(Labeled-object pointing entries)
####

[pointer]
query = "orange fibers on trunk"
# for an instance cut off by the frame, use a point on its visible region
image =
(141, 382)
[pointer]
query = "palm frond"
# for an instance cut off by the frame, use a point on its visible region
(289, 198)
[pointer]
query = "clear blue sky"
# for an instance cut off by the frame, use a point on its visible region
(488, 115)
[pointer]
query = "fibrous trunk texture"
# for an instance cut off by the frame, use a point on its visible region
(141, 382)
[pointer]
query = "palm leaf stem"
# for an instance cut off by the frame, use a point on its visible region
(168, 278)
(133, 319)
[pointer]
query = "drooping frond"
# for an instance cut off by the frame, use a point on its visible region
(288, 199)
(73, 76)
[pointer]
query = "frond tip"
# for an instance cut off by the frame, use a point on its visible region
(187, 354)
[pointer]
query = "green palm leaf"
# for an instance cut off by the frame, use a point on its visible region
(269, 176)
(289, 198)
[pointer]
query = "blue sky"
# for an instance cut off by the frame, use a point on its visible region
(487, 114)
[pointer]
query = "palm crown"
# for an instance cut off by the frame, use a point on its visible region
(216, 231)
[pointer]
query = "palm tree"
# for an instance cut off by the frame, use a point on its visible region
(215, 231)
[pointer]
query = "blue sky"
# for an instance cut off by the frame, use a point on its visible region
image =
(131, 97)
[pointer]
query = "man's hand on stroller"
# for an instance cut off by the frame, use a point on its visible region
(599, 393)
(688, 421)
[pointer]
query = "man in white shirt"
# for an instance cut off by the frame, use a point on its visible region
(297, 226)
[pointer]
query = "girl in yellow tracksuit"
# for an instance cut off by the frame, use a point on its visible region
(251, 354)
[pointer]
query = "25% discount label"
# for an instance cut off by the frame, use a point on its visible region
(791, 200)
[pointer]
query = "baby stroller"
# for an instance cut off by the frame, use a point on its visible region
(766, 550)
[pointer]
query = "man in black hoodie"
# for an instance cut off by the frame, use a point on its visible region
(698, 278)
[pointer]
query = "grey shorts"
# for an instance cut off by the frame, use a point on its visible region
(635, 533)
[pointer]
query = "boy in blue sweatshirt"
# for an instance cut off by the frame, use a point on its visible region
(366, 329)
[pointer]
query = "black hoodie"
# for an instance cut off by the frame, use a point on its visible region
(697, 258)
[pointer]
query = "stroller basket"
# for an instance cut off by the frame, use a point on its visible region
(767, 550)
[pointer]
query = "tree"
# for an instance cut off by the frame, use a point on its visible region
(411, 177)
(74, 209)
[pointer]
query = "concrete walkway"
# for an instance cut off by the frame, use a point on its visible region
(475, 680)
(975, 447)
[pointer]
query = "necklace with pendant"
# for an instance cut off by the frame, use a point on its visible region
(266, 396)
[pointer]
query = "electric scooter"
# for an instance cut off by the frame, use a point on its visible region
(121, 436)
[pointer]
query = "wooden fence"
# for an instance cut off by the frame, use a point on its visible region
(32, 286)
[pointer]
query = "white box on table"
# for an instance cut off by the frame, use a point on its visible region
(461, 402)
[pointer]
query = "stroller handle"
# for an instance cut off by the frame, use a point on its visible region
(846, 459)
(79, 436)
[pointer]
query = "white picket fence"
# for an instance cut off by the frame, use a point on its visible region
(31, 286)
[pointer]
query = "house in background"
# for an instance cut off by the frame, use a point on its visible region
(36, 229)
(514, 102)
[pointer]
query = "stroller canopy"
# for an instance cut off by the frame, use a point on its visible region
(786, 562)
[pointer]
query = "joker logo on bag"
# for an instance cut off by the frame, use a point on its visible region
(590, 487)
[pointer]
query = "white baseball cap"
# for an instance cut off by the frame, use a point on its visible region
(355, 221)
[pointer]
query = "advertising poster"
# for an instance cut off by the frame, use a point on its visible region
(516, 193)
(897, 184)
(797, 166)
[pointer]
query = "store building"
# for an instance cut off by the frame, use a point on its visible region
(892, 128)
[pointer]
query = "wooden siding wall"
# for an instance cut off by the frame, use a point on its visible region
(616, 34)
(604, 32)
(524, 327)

####

* _WRITTEN TASK_: Each record above should be returned exactly as it appears.

* _FINAL ANSWER_:
[pointer]
query = "orange fibers on trunk"
# for an instance cut off by the frame, use a point on its visible region
image =
(141, 382)
[pointer]
query = "palm frond"
# for an instance cut off by the frame, use a point on its visible region
(289, 198)
[pointer]
query = "clear blue sky"
# for an instance cut off by the frame, use a point on its visible region
(488, 115)
[pointer]
query = "fibrous trunk texture"
# for an instance cut off by the frame, use a point on its visible region
(141, 382)
[pointer]
query = "palm leaf stem"
# for an instance cut off by the frame, use a point on its visible region
(168, 278)
(133, 319)
[pointer]
query = "drooping frond"
# for an instance cut off by the frame, use a point on its visible region
(288, 199)
(73, 76)
[pointer]
query = "frond tip"
# for an instance cut off by the frame, use a point on its visible region
(187, 354)
[pointer]
query = "green palm leaf"
# for an instance cut off by the frame, use a point on its visible region
(269, 176)
(289, 198)
[pointer]
query = "blue sky"
# for an instance cut off by the frame, use a point on its visible region
(487, 114)
[pointer]
query = "palm crown"
# for an instance cut off by the frame, use a point on its visible region
(216, 231)
[pointer]
query = "palm tree"
# for an instance cut off by the frame, use a point on its visible region
(215, 231)
[pointer]
query = "blue sky"
# for an instance cut off by the frame, use a point on its visible region
image =
(131, 97)
[pointer]
query = "man's hand on stroller"
# for an instance cut off by the frame, use a point on its visible region
(599, 393)
(688, 421)
[pointer]
query = "man in white shirt"
# for an instance cut off by the frame, use a point on its visible region
(297, 226)
[pointer]
query = "girl in yellow tracksuit"
# for an instance cut off by the frame, use a point on its visible region
(251, 354)
[pointer]
query = "25% discount label"
# for an instance cut off by the frame, use a point on its visible region
(791, 200)
[pointer]
query = "baby stroller"
# for an instance cut off by the frame, use a point on its visible region
(766, 550)
[pointer]
query = "man in black hoodie"
# for an instance cut off by the frame, use a point on its visible region
(698, 278)
[pointer]
query = "grey shorts"
# for an instance cut off by the frame, use a point on its visible region
(635, 533)
[pointer]
query = "boy in blue sweatshirt"
# for an instance cut off by the frame, use a point on its visible region
(366, 329)
[pointer]
query = "black hoodie"
# for an instance cut off by the frame, use a point on its visible region
(697, 258)
[pointer]
query = "stroller basket"
# for an instance cut off by the frame, use a point on its visible region
(767, 550)
[pointer]
query = "tree"
# for an instance cut off by the frame, use a point on its visible region
(411, 177)
(74, 209)
[pointer]
query = "concrete walkway"
# for an instance cut off by the frame, use a point on its visible region
(475, 680)
(975, 447)
[pointer]
query = "necklace with pendant"
# for an instance cut off by the frame, use a point on its visible region
(266, 396)
[pointer]
query = "electric scooter"
# for an instance cut off by the frame, use a point on its visible region
(121, 436)
[pointer]
query = "wooden fence"
# for an instance cut off by the frame, use a point on its visible region
(32, 286)
[pointer]
query = "white box on table"
# for an instance cut off by the frame, use a point on its visible region
(461, 402)
[pointer]
query = "stroller handle"
# for an instance cut off by the frame, use a point on its visible region
(846, 459)
(79, 436)
[pointer]
query = "white picket fence"
# for an instance cut off by the frame, use a point on its visible region
(31, 286)
[pointer]
query = "house in background"
# for an instance cut off by the frame, use a point on its visible region
(36, 229)
(514, 102)
[pointer]
query = "stroller canopy"
# for an instance cut off by the frame, use a point on its visible region
(786, 562)
[pointer]
query = "joker logo on bag"
# for an instance cut off by the frame, use a point on its visible region
(590, 487)
[pointer]
query = "white baseball cap"
# for an instance cut off by the frame, use a point on its visible region
(355, 221)
[pointer]
query = "advertising poster"
# for an instance cut off by the frame, use a point on its visible region
(516, 193)
(897, 184)
(797, 166)
[pointer]
query = "store building"
# for an instance cut off by the frame, use a point on its visible region
(892, 128)
[pointer]
query = "wooden siding wall"
# for an instance cut off by the frame, use a point on its visible region
(616, 34)
(604, 32)
(524, 327)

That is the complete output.